| GIVEN PROBLEM |
With the line containing "Note to the class: identify the leafy" as the first line and the last line of the records as the final one, reproduce that range exactly.

| DATA LINES |
^^^^

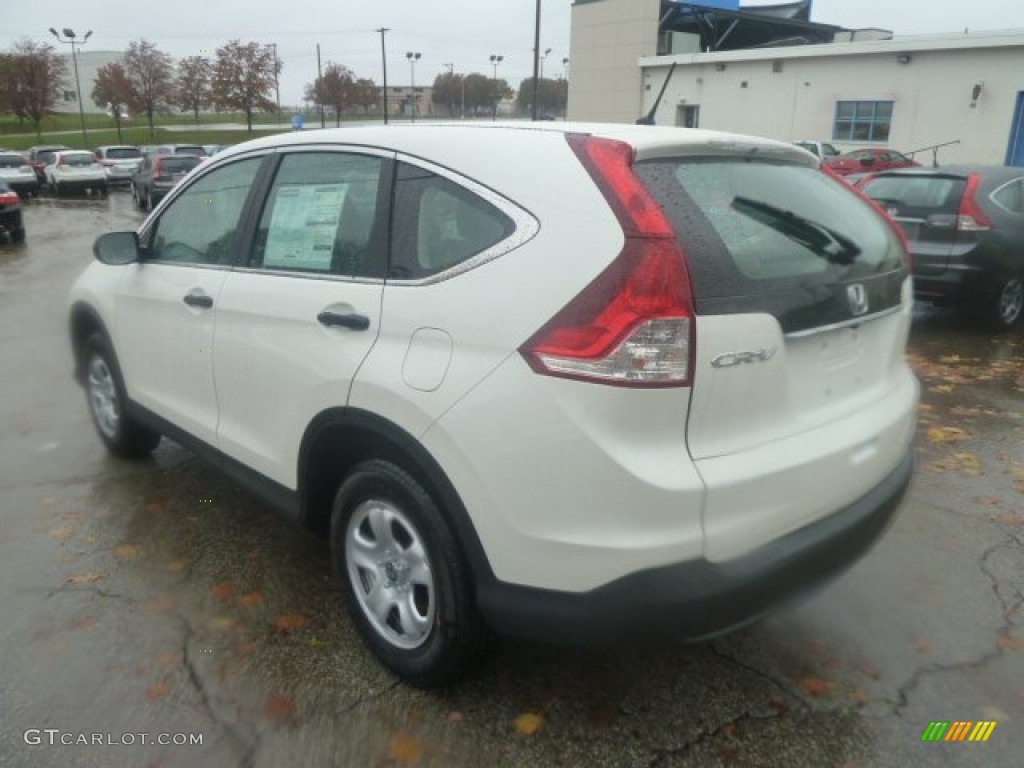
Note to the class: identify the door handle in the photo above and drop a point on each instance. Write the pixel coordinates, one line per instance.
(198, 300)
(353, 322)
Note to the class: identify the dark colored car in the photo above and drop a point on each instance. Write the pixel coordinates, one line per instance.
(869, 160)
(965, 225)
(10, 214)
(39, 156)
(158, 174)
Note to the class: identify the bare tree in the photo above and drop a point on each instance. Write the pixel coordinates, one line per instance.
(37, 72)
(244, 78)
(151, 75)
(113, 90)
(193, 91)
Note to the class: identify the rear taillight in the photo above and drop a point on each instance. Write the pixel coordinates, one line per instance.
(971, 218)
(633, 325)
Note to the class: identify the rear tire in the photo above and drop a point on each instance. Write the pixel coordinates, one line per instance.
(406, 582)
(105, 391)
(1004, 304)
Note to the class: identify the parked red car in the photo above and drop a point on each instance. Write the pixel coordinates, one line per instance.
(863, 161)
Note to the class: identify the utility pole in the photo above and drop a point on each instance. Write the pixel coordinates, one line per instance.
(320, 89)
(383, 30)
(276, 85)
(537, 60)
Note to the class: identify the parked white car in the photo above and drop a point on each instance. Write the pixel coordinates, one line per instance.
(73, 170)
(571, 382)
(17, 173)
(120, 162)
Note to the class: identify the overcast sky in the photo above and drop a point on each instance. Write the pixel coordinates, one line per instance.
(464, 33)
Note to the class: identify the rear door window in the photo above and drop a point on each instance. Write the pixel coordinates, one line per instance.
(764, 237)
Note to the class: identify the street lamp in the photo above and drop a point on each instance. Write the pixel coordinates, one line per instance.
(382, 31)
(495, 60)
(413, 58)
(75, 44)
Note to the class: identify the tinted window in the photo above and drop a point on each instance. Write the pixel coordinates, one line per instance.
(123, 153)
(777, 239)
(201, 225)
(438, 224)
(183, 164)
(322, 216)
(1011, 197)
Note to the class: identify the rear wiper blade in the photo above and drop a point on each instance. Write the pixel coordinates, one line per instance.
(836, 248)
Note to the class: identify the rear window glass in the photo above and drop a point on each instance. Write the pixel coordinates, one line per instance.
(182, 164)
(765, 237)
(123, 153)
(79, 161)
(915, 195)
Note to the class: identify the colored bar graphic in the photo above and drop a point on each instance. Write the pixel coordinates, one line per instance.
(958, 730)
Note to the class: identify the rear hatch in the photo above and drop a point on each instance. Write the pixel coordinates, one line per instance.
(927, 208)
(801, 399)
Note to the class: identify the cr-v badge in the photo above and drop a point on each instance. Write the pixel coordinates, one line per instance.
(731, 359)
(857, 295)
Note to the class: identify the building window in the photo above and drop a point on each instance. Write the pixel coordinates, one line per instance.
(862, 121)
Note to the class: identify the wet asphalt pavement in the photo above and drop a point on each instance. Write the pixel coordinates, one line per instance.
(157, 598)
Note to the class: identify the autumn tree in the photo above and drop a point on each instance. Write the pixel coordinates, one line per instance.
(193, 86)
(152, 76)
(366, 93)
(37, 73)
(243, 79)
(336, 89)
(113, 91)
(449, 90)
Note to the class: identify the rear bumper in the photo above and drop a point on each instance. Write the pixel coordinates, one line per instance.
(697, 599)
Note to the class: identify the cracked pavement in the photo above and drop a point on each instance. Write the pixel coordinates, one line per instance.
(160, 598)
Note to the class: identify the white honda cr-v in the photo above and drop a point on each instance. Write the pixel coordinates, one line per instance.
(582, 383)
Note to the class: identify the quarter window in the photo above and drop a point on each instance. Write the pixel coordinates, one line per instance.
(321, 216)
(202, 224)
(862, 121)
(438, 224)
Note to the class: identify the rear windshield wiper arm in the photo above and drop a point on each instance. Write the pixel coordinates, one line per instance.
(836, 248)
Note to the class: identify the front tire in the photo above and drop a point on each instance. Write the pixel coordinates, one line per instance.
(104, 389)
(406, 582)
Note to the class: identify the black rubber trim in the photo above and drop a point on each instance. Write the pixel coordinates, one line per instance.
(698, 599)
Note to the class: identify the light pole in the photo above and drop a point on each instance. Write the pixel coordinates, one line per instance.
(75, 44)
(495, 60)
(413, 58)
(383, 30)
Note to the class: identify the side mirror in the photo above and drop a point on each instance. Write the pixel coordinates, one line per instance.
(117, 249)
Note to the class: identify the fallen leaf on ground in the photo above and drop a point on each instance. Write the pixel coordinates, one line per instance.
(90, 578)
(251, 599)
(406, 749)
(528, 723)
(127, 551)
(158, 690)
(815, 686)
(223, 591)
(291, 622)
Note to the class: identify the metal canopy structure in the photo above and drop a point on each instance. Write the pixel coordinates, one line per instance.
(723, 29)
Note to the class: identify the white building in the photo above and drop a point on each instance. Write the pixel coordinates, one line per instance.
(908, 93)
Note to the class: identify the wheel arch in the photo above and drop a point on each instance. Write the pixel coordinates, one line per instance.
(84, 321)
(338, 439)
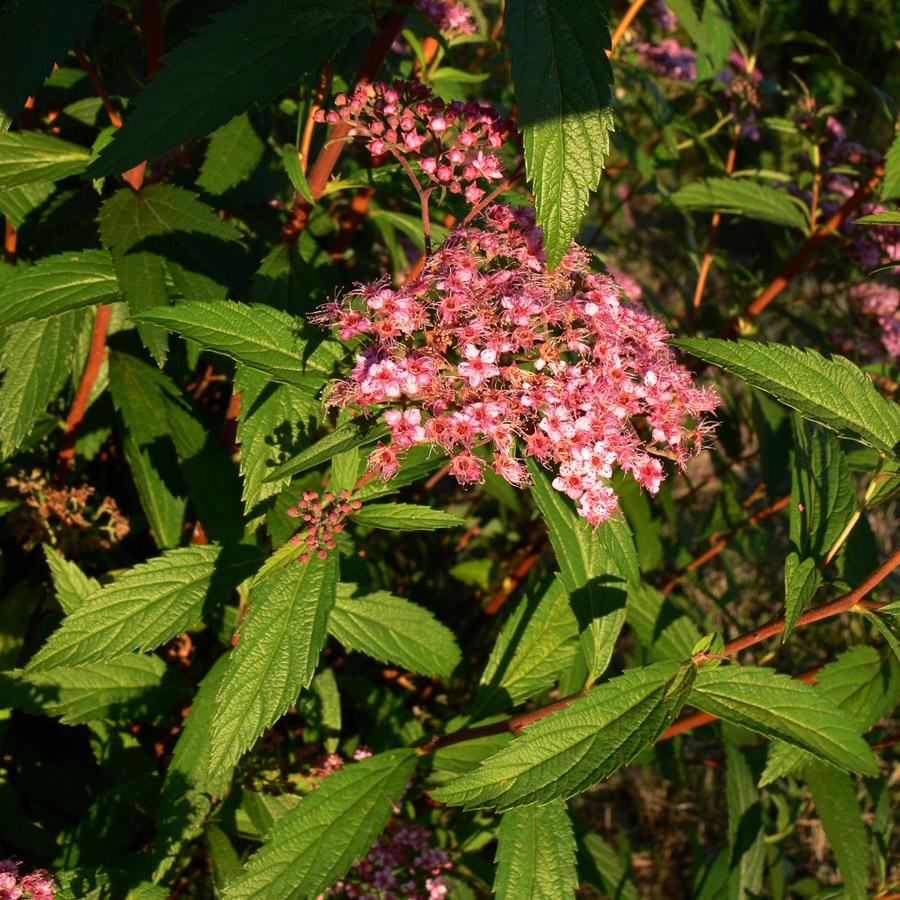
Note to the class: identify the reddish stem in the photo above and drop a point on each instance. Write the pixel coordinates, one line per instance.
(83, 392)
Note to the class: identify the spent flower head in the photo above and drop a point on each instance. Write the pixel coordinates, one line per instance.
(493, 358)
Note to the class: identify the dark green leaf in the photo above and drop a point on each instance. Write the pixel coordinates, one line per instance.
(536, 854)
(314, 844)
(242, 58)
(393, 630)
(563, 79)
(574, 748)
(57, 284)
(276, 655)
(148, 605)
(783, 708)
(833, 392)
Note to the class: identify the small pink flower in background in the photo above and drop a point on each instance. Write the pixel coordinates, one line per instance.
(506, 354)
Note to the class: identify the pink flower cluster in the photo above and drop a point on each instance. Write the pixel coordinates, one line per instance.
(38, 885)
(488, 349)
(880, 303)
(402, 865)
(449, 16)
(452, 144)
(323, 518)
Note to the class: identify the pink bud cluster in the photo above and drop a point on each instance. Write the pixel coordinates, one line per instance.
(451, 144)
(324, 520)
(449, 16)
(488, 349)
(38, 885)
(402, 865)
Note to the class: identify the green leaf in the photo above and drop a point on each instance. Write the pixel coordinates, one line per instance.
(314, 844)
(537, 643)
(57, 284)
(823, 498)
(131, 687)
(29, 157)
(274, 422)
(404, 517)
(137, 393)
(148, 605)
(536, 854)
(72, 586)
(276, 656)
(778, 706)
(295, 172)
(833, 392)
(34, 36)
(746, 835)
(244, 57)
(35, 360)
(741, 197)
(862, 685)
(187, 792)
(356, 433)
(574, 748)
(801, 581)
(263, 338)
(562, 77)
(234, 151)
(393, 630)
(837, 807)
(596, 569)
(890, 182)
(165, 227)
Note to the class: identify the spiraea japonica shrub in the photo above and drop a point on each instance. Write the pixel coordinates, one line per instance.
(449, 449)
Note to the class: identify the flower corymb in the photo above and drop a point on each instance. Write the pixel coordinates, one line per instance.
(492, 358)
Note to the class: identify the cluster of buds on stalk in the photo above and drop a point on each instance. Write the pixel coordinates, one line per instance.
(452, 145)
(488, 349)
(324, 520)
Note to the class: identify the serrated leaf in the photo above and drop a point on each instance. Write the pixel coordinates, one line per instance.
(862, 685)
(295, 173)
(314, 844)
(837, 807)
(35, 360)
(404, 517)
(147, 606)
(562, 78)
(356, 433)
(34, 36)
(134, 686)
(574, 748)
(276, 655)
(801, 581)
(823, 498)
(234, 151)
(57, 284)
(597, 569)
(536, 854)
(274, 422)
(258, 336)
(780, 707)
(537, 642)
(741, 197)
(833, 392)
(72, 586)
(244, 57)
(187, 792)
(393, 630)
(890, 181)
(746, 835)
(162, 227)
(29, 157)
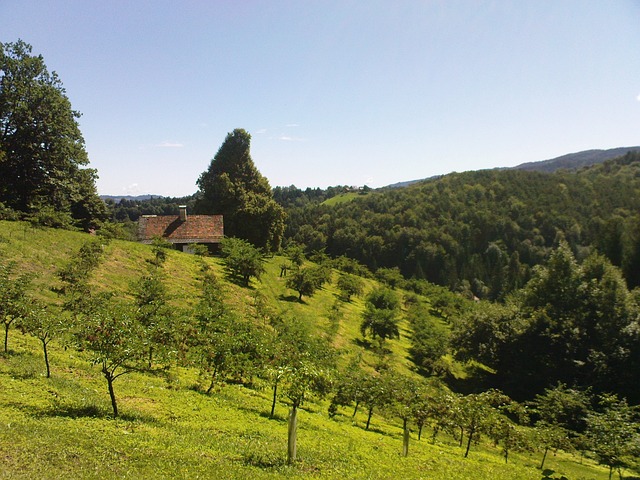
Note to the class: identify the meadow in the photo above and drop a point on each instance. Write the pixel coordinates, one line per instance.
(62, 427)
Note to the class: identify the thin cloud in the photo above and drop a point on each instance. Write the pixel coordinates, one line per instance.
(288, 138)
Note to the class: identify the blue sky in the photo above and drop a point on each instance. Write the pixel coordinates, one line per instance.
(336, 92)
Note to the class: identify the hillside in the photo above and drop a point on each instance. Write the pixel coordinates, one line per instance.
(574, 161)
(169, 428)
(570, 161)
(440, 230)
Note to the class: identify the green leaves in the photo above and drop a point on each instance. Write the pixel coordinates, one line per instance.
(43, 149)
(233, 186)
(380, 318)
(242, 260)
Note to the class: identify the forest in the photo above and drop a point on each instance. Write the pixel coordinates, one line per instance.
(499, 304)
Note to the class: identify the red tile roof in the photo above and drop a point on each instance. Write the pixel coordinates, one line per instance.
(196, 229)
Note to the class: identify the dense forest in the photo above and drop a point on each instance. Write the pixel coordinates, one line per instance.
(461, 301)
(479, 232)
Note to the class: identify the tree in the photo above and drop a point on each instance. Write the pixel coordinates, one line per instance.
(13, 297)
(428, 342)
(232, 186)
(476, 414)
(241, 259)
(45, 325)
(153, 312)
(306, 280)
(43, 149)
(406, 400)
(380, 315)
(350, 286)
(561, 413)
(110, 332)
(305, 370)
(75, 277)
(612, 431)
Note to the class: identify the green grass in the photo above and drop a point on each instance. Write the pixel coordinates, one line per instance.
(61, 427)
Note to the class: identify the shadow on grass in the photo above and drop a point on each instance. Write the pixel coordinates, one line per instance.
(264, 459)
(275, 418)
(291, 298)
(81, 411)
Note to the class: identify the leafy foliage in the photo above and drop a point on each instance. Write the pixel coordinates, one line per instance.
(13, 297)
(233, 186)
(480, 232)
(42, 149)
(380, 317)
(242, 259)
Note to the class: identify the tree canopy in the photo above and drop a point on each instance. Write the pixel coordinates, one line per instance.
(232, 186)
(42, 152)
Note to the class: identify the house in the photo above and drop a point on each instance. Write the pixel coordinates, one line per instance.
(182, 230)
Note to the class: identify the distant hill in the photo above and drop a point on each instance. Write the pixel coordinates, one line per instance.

^^^^

| EXERCISE RESPONSE |
Note to the class: identify the leafy foliage in the photo above and drop a point on each instance. Write the pixel coordinates, one line per instance.
(13, 297)
(233, 186)
(480, 232)
(42, 149)
(380, 317)
(242, 259)
Note to the class: identify the tree canopy in the photo above and drop a point on each instance. Write the pixel coordinates, one line per instance.
(232, 186)
(42, 152)
Note to the class: identify the house in the photo above and drop a point on each instance. Write the pixel coordinates, one line per instance.
(182, 230)
Note to the class: identify the distant hill in the photo above and drop a point on each instance. Write the pixel coordinates, one line per instance.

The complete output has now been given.